MATERIAL FOR THE TASK:
================

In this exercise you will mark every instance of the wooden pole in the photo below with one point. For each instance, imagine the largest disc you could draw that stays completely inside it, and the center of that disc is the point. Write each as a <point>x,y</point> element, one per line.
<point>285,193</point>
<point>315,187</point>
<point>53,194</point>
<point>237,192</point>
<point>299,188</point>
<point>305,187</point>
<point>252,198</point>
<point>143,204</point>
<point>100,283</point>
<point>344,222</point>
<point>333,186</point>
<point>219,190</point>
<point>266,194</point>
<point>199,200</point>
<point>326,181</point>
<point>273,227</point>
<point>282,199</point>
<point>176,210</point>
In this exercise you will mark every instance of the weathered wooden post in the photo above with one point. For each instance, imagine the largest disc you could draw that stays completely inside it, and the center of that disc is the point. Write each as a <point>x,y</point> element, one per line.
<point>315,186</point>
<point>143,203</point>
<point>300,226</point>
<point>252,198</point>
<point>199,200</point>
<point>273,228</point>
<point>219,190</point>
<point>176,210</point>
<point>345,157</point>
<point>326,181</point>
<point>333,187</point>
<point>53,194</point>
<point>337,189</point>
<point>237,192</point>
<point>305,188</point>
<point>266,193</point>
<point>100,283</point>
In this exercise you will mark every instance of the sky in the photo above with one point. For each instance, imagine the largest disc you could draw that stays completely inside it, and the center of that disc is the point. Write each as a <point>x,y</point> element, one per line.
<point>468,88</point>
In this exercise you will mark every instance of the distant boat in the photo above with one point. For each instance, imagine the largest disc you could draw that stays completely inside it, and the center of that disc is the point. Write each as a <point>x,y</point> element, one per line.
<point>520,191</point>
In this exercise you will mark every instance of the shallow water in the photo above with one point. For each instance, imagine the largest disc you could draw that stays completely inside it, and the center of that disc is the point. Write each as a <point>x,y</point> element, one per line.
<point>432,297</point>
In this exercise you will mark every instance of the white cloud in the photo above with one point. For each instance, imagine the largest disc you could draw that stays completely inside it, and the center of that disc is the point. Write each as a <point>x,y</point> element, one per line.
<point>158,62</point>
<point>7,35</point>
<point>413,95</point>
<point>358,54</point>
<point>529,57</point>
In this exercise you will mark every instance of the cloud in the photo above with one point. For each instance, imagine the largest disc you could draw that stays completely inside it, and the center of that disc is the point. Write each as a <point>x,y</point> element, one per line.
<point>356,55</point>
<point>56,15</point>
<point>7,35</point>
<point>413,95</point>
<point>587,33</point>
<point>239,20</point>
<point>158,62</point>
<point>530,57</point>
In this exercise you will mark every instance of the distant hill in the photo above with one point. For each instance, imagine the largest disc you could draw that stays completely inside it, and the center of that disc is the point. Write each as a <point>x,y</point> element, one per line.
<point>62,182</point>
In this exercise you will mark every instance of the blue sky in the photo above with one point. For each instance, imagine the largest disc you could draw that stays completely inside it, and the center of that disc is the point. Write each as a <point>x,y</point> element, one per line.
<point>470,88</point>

================

STATED GOAL: Please copy the lines above in full, starting at the one that contains "In this exercise you will mark every instance of the blue" and ending at the last line, and shift every coordinate in the answers up by 45.

RESULT OF THE TASK:
In this exercise you will mark every instance of the blue sky in the photo above with one point. For each instance, imagine the largest disc you could draw that stays completely inside it, and the center of that disc is the point. Write each as a <point>x,y</point> element, one per line.
<point>515,133</point>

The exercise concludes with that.